*MATERIAL*.

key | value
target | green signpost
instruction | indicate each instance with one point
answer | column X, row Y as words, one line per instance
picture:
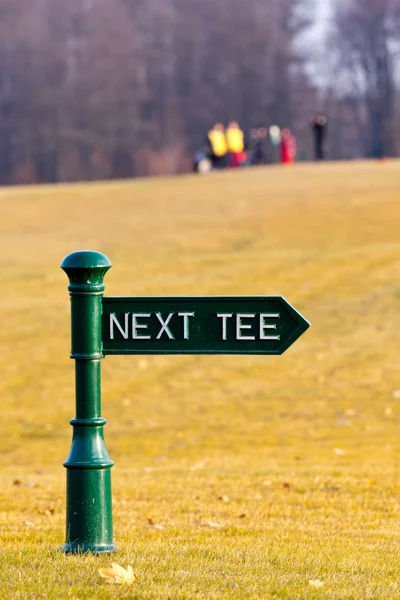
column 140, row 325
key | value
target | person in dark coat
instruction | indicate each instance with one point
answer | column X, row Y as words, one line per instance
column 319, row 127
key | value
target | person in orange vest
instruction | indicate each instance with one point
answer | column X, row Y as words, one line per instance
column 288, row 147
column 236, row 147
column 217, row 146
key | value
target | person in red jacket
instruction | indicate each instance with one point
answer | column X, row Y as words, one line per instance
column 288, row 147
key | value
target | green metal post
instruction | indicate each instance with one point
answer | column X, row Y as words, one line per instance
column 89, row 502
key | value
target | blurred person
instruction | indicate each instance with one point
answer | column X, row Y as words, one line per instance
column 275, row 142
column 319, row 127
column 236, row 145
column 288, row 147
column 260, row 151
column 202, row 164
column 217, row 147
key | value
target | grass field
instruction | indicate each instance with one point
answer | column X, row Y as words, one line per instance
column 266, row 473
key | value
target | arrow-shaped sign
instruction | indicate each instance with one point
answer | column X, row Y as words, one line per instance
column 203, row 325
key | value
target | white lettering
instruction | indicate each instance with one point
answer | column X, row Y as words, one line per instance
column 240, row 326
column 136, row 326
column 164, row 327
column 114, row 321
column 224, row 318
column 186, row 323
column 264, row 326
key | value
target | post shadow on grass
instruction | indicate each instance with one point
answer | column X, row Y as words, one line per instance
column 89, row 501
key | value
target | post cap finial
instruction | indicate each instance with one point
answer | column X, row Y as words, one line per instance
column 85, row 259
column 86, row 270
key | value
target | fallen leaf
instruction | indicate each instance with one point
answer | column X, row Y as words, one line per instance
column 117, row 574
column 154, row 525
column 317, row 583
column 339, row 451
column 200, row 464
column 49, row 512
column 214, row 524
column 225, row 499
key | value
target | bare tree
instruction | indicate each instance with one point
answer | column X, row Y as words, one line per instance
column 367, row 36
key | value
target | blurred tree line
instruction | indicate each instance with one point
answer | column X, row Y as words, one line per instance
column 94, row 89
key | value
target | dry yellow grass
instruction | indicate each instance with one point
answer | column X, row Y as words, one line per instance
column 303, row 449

*TASK GOAL*. Rewrite all of the records above, changing every "instance" to "occurrence" and keeping everything else the same. Omit the pictures from your answer.

*REPLY*.
key | value
target | green signpost
instruction | indicate each occurrence with one point
answer | column X, row Y as words, one line per occurrence
picture:
column 140, row 325
key | value
target | person in dark coat
instruction | indicate each occurrence with one point
answer | column X, row Y as words, one line per occurrence
column 319, row 127
key | value
target | person in orange vest
instruction | indicate each occurrence with one point
answer | column X, row Y as words, one line per occurrence
column 288, row 147
column 236, row 147
column 217, row 146
key | value
target | person in red jacket
instruction | indicate each occurrence with one point
answer | column X, row Y as words, one line per occurrence
column 288, row 147
key | value
target | green metal post
instruction | indicate each occurrence with one point
answer | column X, row Y as words, one line per occurrence
column 89, row 502
key | value
target | blurred person
instruction | indicate each occurrence with one point
answer | column X, row Y as words, one line per occurrence
column 275, row 142
column 319, row 127
column 236, row 145
column 288, row 147
column 260, row 151
column 202, row 164
column 217, row 147
key | value
target | grass field
instruction | indicate each occurrence with one point
answer | column X, row Y as words, one line per occurrence
column 266, row 473
key | value
target | arrow-shaped sign
instruction | indicate each occurrence with one point
answer | column X, row Y as words, one line per occurrence
column 203, row 325
key | value
target | white lettering
instruction | indicate each occurrence with one point
answer | column X, row Y as words, one line per occurrence
column 240, row 326
column 136, row 326
column 164, row 327
column 114, row 321
column 224, row 318
column 186, row 323
column 264, row 326
key | value
target | post shadow on grass
instruction | indicate each occurrence with one point
answer | column X, row Y as words, one line per occurrence
column 89, row 501
key | value
target | post cap finial
instruction | indicate each occurrence with one point
answer | column X, row Y as words, one line per occurrence
column 85, row 259
column 86, row 270
key | value
target | fallen leaf
instruction | indicate each occurrence with one point
answer | column X, row Y as words, one line per occurrence
column 117, row 574
column 154, row 525
column 317, row 583
column 339, row 451
column 200, row 464
column 49, row 512
column 214, row 524
column 225, row 499
key | value
target | bare tree
instruction | indicate each occurrence with one point
answer | column X, row Y as words, one line per occurrence
column 367, row 36
key | value
target | blurred tree line
instruction | indicate each occurrence with one point
answer | column X, row Y as words, one line per occurrence
column 94, row 89
key | value
target | dry yellow grass
instruction | indicate each occurrence with one point
answer | column X, row Y as words, one line per occurrence
column 303, row 449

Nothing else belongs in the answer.